- Objective
Copy every line from the one containing "of the small" through the end of the rows, requests included. Offset each number in the answer point coordinates by 103, and leave the sample coordinates unchanged.

- Data listing
□ □ □ □ □ □ □
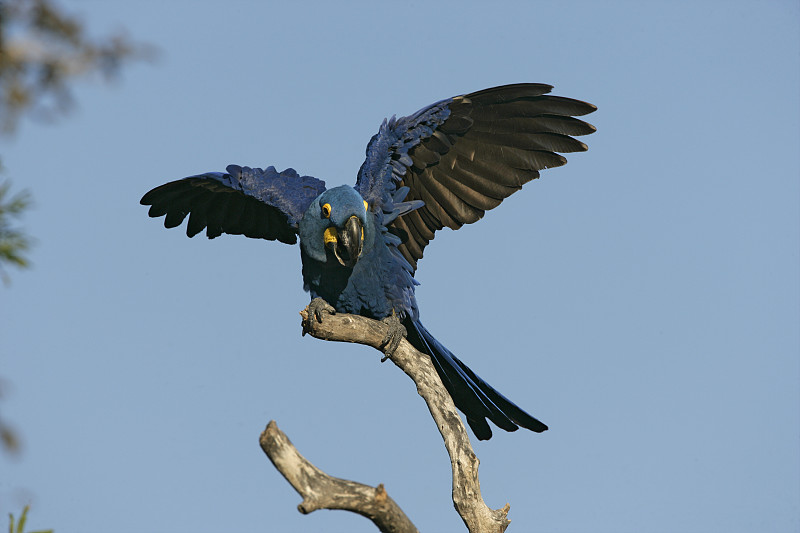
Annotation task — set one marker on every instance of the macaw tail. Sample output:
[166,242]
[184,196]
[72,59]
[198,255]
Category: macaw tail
[472,396]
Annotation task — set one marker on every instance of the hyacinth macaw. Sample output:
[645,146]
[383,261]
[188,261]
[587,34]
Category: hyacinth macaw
[443,166]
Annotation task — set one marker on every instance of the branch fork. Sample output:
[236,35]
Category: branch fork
[320,491]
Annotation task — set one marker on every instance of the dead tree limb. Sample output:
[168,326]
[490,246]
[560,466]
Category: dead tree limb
[321,491]
[467,498]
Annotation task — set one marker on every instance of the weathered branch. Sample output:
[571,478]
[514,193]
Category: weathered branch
[321,491]
[467,498]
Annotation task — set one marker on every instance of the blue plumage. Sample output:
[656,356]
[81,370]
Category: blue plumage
[443,166]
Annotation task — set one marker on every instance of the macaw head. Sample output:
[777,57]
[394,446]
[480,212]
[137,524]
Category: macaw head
[336,227]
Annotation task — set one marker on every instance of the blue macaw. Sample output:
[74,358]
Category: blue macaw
[445,165]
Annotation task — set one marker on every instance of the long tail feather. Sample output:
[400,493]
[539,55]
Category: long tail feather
[472,395]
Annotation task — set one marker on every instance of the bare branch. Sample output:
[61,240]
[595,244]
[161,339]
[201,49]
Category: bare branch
[321,491]
[467,498]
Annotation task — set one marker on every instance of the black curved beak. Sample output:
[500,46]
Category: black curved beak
[349,241]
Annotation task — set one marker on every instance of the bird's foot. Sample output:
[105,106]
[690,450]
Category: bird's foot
[393,337]
[316,310]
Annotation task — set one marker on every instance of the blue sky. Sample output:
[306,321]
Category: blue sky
[643,300]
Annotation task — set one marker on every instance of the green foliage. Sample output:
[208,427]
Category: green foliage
[21,523]
[13,242]
[42,50]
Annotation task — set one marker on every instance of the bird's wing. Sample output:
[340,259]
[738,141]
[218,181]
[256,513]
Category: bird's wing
[464,155]
[262,204]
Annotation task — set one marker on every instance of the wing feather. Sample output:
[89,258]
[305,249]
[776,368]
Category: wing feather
[264,204]
[464,155]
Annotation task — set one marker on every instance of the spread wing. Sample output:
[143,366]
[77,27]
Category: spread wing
[465,155]
[262,204]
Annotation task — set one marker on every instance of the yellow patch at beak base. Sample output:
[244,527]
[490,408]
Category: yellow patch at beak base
[330,235]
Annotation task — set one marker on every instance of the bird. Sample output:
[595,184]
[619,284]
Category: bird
[443,166]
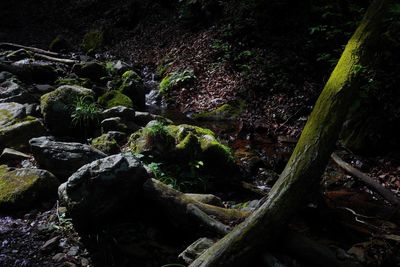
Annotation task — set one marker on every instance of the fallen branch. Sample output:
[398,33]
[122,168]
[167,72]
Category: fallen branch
[183,209]
[208,221]
[32,49]
[56,59]
[384,192]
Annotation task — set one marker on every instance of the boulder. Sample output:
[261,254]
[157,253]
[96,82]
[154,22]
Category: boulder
[4,76]
[118,124]
[106,143]
[16,129]
[12,91]
[62,158]
[57,108]
[34,71]
[22,188]
[10,113]
[103,188]
[143,118]
[119,111]
[9,155]
[115,98]
[132,86]
[91,70]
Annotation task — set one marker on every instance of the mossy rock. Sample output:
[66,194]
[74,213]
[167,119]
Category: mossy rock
[10,113]
[115,98]
[59,44]
[20,189]
[132,86]
[228,111]
[92,41]
[154,141]
[92,70]
[83,82]
[182,143]
[17,135]
[57,108]
[106,143]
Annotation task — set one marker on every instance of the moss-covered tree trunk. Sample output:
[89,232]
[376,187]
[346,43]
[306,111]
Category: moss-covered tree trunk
[301,176]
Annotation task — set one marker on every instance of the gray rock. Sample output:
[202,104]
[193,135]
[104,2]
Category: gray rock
[119,67]
[16,129]
[196,249]
[22,188]
[103,188]
[4,75]
[118,124]
[10,154]
[62,158]
[92,70]
[10,113]
[57,107]
[143,118]
[43,88]
[119,111]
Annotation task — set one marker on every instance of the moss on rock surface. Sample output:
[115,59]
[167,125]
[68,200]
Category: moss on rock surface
[22,188]
[105,143]
[17,136]
[57,108]
[132,86]
[115,98]
[16,129]
[182,143]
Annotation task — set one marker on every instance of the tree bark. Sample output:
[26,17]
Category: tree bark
[302,174]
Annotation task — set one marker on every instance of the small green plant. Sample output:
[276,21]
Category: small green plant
[86,112]
[176,78]
[160,175]
[359,69]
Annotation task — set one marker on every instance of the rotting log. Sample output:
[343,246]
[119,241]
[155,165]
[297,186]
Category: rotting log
[302,175]
[29,48]
[369,181]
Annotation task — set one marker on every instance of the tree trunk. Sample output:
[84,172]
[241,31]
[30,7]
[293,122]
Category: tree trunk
[301,176]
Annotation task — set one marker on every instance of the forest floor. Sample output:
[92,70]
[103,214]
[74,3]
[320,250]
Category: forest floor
[270,116]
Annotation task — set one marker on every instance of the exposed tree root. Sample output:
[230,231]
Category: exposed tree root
[384,192]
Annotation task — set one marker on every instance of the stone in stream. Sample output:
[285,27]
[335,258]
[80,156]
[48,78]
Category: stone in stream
[119,111]
[102,189]
[118,124]
[62,158]
[182,144]
[16,129]
[58,105]
[92,70]
[143,118]
[10,154]
[106,143]
[12,91]
[132,86]
[21,189]
[33,71]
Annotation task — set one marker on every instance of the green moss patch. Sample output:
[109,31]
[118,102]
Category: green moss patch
□ □ □ □ □ □ □
- Response
Annotation task — set one marker on every instance of the small green plant. Sample output:
[276,21]
Category: small green plant
[189,215]
[279,181]
[263,278]
[462,172]
Annotation task — set one marker on every instance of the rotting log. Sample output:
[343,246]
[119,241]
[155,165]
[297,186]
Category: rotting log
[405,278]
[132,151]
[472,284]
Annotation task — set one marker on every instance of the tree trunk. Sample output:
[84,172]
[241,31]
[30,7]
[293,122]
Category: tree trunk
[404,279]
Annotation task — set one marker on every instance of the forest floor. Sample output:
[92,70]
[103,214]
[74,3]
[320,250]
Category: forest floor
[373,219]
Annotation task — set one marker on every instance of the exposed tree root. Sample output:
[230,231]
Category: exposed tree root
[487,295]
Annotation task — set one marker on every instance of the stone in stream. Sample output:
[285,27]
[335,258]
[80,156]
[48,78]
Category: stone in stream
[222,214]
[205,292]
[221,227]
[165,261]
[285,247]
[119,232]
[161,208]
[195,173]
[246,221]
[113,257]
[209,246]
[115,194]
[235,189]
[124,292]
[136,174]
Annotation task — set one marker on every instance of the green moss patch. Sample output:
[109,31]
[118,102]
Category: green moss patch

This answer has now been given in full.